◆ Dataset records ◆

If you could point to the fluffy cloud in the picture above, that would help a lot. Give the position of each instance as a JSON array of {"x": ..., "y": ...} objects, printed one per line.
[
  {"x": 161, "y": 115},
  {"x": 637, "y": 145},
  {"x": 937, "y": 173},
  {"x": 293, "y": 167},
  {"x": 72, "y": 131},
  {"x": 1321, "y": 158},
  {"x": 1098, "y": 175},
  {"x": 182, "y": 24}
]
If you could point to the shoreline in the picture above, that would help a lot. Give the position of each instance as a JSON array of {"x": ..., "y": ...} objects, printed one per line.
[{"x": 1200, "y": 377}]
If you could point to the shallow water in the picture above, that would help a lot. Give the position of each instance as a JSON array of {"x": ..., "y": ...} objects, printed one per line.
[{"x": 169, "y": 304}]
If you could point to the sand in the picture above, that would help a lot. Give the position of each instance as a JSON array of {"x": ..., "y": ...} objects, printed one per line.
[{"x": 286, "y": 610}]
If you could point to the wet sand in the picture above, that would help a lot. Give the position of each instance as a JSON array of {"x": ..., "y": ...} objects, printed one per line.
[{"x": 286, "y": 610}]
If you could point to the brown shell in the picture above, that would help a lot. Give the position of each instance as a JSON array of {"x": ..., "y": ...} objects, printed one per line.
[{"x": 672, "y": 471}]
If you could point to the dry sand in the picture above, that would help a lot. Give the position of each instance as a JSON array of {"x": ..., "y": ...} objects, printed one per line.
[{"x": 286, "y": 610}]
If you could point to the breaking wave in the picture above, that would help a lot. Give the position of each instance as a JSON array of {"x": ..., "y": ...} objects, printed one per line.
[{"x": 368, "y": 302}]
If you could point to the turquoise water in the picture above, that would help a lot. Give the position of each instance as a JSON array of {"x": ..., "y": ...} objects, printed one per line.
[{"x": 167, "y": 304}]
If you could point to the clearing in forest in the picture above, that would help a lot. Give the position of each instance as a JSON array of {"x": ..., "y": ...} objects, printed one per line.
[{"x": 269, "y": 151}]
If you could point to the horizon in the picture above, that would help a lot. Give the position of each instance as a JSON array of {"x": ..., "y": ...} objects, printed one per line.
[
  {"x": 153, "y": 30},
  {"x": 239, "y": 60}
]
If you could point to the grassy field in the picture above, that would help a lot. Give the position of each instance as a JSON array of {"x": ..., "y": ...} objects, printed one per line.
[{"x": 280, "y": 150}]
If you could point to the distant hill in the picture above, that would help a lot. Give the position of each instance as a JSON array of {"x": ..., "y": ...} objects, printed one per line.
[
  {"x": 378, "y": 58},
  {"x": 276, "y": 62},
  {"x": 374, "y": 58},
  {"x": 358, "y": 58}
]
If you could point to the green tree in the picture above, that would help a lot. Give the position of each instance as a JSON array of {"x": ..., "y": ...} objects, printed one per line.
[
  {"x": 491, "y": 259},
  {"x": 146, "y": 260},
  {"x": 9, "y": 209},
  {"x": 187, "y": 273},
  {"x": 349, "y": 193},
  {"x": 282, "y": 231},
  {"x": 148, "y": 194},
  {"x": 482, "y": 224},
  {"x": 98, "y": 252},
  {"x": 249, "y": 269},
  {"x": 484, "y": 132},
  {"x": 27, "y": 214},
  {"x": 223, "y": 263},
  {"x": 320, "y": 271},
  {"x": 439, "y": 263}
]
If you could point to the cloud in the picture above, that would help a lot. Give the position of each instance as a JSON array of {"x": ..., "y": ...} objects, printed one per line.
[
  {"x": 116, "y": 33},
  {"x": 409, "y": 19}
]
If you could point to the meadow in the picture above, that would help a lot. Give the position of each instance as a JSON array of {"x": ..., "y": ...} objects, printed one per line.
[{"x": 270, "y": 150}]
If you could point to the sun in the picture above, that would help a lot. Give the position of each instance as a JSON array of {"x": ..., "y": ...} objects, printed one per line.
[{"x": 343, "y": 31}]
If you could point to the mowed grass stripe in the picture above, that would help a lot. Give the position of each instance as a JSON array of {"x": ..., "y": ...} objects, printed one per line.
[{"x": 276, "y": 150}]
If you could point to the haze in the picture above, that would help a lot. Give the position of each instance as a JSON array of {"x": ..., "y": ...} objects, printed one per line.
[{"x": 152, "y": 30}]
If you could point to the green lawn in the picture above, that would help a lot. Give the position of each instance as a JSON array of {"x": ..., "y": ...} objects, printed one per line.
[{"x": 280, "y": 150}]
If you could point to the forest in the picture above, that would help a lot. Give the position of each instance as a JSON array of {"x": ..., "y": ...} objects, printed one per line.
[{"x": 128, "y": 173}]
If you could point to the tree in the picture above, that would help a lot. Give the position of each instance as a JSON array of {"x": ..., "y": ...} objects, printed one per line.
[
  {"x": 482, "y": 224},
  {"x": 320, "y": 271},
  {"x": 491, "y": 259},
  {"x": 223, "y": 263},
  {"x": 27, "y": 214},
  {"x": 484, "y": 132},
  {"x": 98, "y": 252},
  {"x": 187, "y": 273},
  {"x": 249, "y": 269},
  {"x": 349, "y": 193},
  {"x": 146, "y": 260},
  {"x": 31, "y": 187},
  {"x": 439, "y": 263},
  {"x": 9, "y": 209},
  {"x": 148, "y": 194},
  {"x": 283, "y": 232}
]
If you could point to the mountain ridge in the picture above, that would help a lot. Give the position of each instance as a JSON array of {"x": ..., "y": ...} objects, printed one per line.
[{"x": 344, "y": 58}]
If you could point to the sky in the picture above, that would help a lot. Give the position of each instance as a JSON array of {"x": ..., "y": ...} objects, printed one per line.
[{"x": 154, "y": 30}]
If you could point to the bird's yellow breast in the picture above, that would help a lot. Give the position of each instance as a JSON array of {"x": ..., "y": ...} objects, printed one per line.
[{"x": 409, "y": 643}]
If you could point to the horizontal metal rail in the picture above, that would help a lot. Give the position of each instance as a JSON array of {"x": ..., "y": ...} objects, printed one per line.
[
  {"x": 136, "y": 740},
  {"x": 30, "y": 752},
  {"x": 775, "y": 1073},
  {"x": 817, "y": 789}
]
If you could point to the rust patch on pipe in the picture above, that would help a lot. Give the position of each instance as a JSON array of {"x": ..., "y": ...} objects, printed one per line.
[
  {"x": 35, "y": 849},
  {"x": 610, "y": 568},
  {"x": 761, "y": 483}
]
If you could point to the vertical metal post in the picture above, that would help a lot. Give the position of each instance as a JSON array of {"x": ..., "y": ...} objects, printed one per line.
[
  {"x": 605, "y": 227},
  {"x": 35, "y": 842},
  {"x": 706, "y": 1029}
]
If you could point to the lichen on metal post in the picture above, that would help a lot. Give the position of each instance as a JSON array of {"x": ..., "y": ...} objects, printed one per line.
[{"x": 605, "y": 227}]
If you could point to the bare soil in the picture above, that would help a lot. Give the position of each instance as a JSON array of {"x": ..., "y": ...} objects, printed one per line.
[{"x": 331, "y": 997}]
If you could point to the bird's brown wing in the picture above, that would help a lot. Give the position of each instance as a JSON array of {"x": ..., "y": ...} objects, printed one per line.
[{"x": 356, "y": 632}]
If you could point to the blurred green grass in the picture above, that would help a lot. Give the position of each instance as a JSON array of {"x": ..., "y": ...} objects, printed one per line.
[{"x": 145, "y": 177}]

◆ What is needed ◆
Write the complete data out, exactly as above.

◆ Response ◆
If you could point to the fluffy cloud in the picture above, that would help a lot. Give the position of each instance as a JSON array of {"x": ..., "y": ...} objects, printed one per line.
[
  {"x": 161, "y": 115},
  {"x": 637, "y": 145},
  {"x": 937, "y": 173},
  {"x": 293, "y": 167},
  {"x": 72, "y": 131},
  {"x": 1321, "y": 158},
  {"x": 1098, "y": 175},
  {"x": 182, "y": 24}
]
If you could point to the shoreline in the picture above, that would help a lot. Give the position of each instance as a JSON array of {"x": ..., "y": ...} objects, printed one per line.
[{"x": 1200, "y": 377}]
If you could point to the shallow water in the picture above, that would help a lot. Give the position of each instance as a JSON array of {"x": ..., "y": ...} objects, printed one per line.
[{"x": 169, "y": 304}]
If you could point to the sand in the picture above, that would help a lot. Give the position of each instance as a JSON array of {"x": ..., "y": ...} objects, printed one per line.
[{"x": 286, "y": 610}]
If you could point to the wet sand in the picture above, that would help a lot. Give the position of each instance as a JSON array of {"x": ..., "y": ...} objects, printed one per line.
[{"x": 286, "y": 610}]
If you could point to the brown shell in the picture above, that would help a lot. Give the position of each instance as a JSON array of {"x": ..., "y": ...} objects, printed one per line.
[{"x": 672, "y": 471}]
If you could point to the dry sand in the picture above, that would help a lot. Give the position of each instance as a JSON array of {"x": ..., "y": ...} objects, printed one per line.
[{"x": 286, "y": 610}]
If you could point to the breaking wave in the picture above, that would help a lot. Give the position of each instance as a JSON array of {"x": ..., "y": ...} objects, printed one per line.
[{"x": 368, "y": 302}]
If you could point to the turquoise water in the picture above, that would help a lot. Give the position of each instance as a JSON array of {"x": ..., "y": ...} objects, printed one per line.
[{"x": 167, "y": 304}]
If you could point to the clearing in forest in the picture above, that would help a lot. Give the position of each instance as a JSON array of {"x": ..., "y": ...} objects, printed one per line.
[{"x": 269, "y": 151}]
If you could point to the horizon in the picture above, that would help a lot. Give the position of each instance as a JSON array of {"x": ..., "y": ...} objects, printed one per line.
[
  {"x": 153, "y": 30},
  {"x": 239, "y": 60}
]
If you could point to the grassy field in the picture above, that would help a lot. Give the position of each instance as a JSON array of {"x": ..., "y": ...} objects, printed one per line.
[{"x": 280, "y": 150}]
If you could point to the distant hill in the picture above, that would help a lot. Give the position of each instance as a JSON array of {"x": ..., "y": ...} objects, printed one per line.
[
  {"x": 378, "y": 58},
  {"x": 276, "y": 62},
  {"x": 374, "y": 58},
  {"x": 358, "y": 58}
]
If you could point to the green tree in the picture above, that would help a lot. Give the position of each instance as a JSON array of {"x": ..., "y": ...} objects, printed one per line.
[
  {"x": 491, "y": 259},
  {"x": 146, "y": 260},
  {"x": 9, "y": 209},
  {"x": 187, "y": 273},
  {"x": 349, "y": 193},
  {"x": 282, "y": 231},
  {"x": 148, "y": 194},
  {"x": 482, "y": 224},
  {"x": 98, "y": 252},
  {"x": 249, "y": 269},
  {"x": 484, "y": 132},
  {"x": 27, "y": 214},
  {"x": 223, "y": 263},
  {"x": 320, "y": 271},
  {"x": 439, "y": 263}
]
If you could point to the cloud in the picture above, that would help a lot. Give the position of each instance as a JSON array of {"x": ..., "y": ...} objects, printed one per line.
[
  {"x": 116, "y": 33},
  {"x": 409, "y": 19}
]
If you could point to the meadow in the picture above, that would help a lot. Give the position of each instance as a JSON array of {"x": ..., "y": ...} objects, printed one per line.
[{"x": 270, "y": 150}]
If you could point to the sun in the picture above, that would help a lot. Give the position of each instance as a JSON array of {"x": ..., "y": ...} objects, printed one per line.
[{"x": 343, "y": 31}]
If you could point to the mowed grass stripe in the picture above, that would help a lot. Give the position of each instance as a JSON array of {"x": ..., "y": ...} objects, printed one per line.
[{"x": 276, "y": 150}]
If you could point to the haze in the picture above, that would help a lot. Give the position of each instance as a JSON array of {"x": ..., "y": ...} objects, printed one per line.
[{"x": 152, "y": 30}]
If you could point to the green lawn in the picture above, that would help a lot. Give the position of each instance as a JSON array of {"x": ..., "y": ...} objects, printed one per line.
[{"x": 280, "y": 150}]
If you could point to the forest in the picture above, that would help a lot. Give the position of each instance as a JSON array of {"x": ..., "y": ...} objects, printed one per line.
[{"x": 128, "y": 173}]
If you could point to the tree in the picture above, that would help a lot. Give the position of each instance as a JSON array of {"x": ..., "y": ...} objects, printed one per line.
[
  {"x": 482, "y": 224},
  {"x": 320, "y": 271},
  {"x": 491, "y": 259},
  {"x": 223, "y": 263},
  {"x": 27, "y": 214},
  {"x": 484, "y": 132},
  {"x": 98, "y": 252},
  {"x": 187, "y": 273},
  {"x": 249, "y": 269},
  {"x": 349, "y": 193},
  {"x": 146, "y": 260},
  {"x": 31, "y": 187},
  {"x": 439, "y": 263},
  {"x": 9, "y": 209},
  {"x": 148, "y": 194},
  {"x": 283, "y": 232}
]
If you could point to the mountain ridge in the picture above, that would help a lot. Give the position of each instance as a JSON array of {"x": ..., "y": ...} objects, printed one per line.
[{"x": 344, "y": 58}]
If you could point to the sky in the picture above, that would help a lot. Give the position of each instance as a JSON array of {"x": ..., "y": ...} objects, printed one per line.
[{"x": 154, "y": 30}]
If you could point to the bird's yellow breast in the picture above, that would help a lot. Give the position of each instance as a JSON array of {"x": ..., "y": ...} objects, printed one per line.
[{"x": 409, "y": 643}]
If you could point to the horizontal metal rail in the picture above, that would help a lot. Give the position of each instance as a JSON array of {"x": ..., "y": ...} objects, printed one per line.
[
  {"x": 136, "y": 740},
  {"x": 30, "y": 752},
  {"x": 775, "y": 1073},
  {"x": 817, "y": 789}
]
If you could point to the rust patch on pipe in the picture above, that would help a lot. Give the position of each instance as a JSON array of {"x": ..., "y": ...} objects, printed one per line.
[
  {"x": 35, "y": 849},
  {"x": 610, "y": 568},
  {"x": 761, "y": 483}
]
If you could point to the vertical metal post in the picture above, that would help a lot. Give the position of each instance as a JSON array of {"x": ..., "y": ...} objects, printed one per line.
[
  {"x": 605, "y": 227},
  {"x": 35, "y": 842},
  {"x": 706, "y": 1029}
]
If you could point to the lichen on metal post in the picture above, that would help a lot. Give the position of each instance as a JSON array of {"x": ..., "y": ...} objects, printed one per line.
[{"x": 605, "y": 227}]
If you could point to the bare soil in the picture above, that would help a lot. Give the position of each instance as a JSON array of {"x": ..., "y": ...} objects, printed one per line.
[{"x": 331, "y": 997}]
If you could point to the bird's brown wing in the picture above, that would help a lot. Give the position of each instance as a JSON array of {"x": ..., "y": ...} objects, printed one per line.
[{"x": 356, "y": 632}]
If you could point to the blurred green grass in the picture above, that would help a lot. Give the position of each instance as a JSON array of {"x": ..., "y": ...} objects, printed one per line.
[{"x": 145, "y": 177}]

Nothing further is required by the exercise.